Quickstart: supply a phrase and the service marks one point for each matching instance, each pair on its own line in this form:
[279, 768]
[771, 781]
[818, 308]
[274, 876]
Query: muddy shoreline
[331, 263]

[What you have to do]: So that no detail is lost, give every line of the data again exactly.

[Solution for this task]:
Quickstart: supply a phrase and the service marks one point for each matching instance, each pair on its own line in this form:
[279, 768]
[771, 781]
[818, 308]
[274, 876]
Query: muddy shoreline
[331, 263]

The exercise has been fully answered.